[Date Prev][Date Next][Thread Prev][Thread Next][Date Index][Thread Index]

endpoint discovery from reverse DNS [Re: other comments on draft-nielsen-v6ops-3GPP-zeroconf-goals-00. txt



These can certainly be argued many ways, and hopefully these issues can be captured in a revision of palet-tun-auto-disc..

On Fri, 5 Nov 2004, Alain Durand wrote:
As to the attributes of the reverse lookup schemes, one might say a few good / bad sides, like:
- bad side is that requires a lot of records

not an issue as they can be generated with script.

Still, doing so either requires that script be invented and (re-)written by every DNS admin, or be distributed with DNS servers.
The script is probably very trivial, yes, but this is an ease-of-use factor.


If we want to make it extremely simple to set up these services this could be a small minus.

- increases the number of required lookups

Not necessarily. Think CNAME and additional section.

CNAMEs in reverse tree? Granted. Hopefully no DNS servers would break with such unanticipated usage.


  - on the other side, allows more flexible, IP-specific configuration

Also, two particular more generic issues, AFAIR, which could be discussed a bit more might be:

- the "granularity" of the discovery process, i.e., how precisely and easily should you be able to modify the results of the lookup, e.g., tune that hosts A..B within a single administrative domain should discover X, hosts B..C should discover Y, etc. (for example, when using DNS, one way to achieve this would be split-faced DNS, or looking up stuff from the reverses like Alain proposes).

In practice, I think this is an important operational issue.

Yes, it could be; depends a lot on how the network has been set up, who are in charge of the deployment of the tunnel endpoint (routing people, DNS people, or ...)


- the manageability domain of the host. It can be argued that IP addresses are often more "local" than host names. A search path could include even all of the enterprise, all over the world, while customizing the lookup results (above) based on the IP address might go closer to the administrative domains.

++++++++

#### What to do
1: Locate each line in the records that contains the string "radicchio", and copy those lines in full.
2: Extend the mailing-list message on endpoint discovery from reverse DNS, picking up after its final sentence.
The mailing-list message on endpoint discovery from reverse DNS and the records are separate, unrelated material.

Point labeling examples
++++++++

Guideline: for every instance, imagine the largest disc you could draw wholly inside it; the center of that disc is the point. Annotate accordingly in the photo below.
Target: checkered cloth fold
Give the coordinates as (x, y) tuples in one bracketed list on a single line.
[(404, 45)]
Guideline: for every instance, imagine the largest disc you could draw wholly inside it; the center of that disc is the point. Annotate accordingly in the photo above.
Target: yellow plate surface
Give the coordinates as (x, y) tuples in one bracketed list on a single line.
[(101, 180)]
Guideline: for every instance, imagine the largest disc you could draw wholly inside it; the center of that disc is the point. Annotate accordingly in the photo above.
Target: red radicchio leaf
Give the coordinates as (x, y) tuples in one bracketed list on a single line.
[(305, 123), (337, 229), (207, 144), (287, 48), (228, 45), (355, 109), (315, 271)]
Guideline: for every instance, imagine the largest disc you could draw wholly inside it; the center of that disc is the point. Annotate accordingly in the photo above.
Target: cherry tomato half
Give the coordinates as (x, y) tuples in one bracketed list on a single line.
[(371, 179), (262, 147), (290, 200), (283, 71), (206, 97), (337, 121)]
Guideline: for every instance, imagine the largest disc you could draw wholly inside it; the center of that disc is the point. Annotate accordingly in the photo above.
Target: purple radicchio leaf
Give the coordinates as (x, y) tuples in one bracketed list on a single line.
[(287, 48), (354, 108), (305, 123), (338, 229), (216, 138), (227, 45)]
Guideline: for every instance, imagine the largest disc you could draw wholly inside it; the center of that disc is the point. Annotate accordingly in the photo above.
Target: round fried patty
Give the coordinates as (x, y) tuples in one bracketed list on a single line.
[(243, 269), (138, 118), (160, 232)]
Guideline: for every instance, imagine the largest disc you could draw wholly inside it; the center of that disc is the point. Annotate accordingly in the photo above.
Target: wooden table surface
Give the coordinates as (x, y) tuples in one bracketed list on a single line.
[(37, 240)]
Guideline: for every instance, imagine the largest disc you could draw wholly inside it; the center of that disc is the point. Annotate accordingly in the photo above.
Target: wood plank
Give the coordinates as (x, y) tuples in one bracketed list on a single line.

++++++++

#### The answers
1:
Target: red radicchio leaf
Target: purple radicchio leaf

2:
Search path are just plain wrong. As I explained several times, internally at Sun, we have domains that span the planet and many hosts are configured with several domains in their search path.

I don't see anything fundamentally *wrong* with the search path usage. Yes, under certain set-ups, it is difficult to discover *really* the closest relay just by using the DNS, but that's where routing can help. Multiple searchpaths provide simple fallbacks as well.


It could also be argued that this may not be all that severe a problem here, if DNS is combined with anycast (provided that split DNS is not used). Even if node X gets the same IP address everywhere by looking up x_srv.example.com, x_srv.example.com can be anycasted, set up everywhere using the same IP address.

That makes the asumption that we know how to limit the propagation of anycast routes within large domains. This is certainly doable, but the associated complexity is large.

This seems simple routing basics. Actually, you probably even don't need to propagate any host routes across different areas of a large domain. Everyone just uses the same address to configure the topo/geographically distributed tunnel boxes, and it will go towards the closest one, either through a host route, or following the default route.


(Truth in advertising,) I see only a couple of minor problems with this:
- if the number of boxes grows huge, beyond e.g. half a dozen, a large number of identically numbered boxes might get difficult, debugging-wise. But as this is just a transition mechanism, it should be OK..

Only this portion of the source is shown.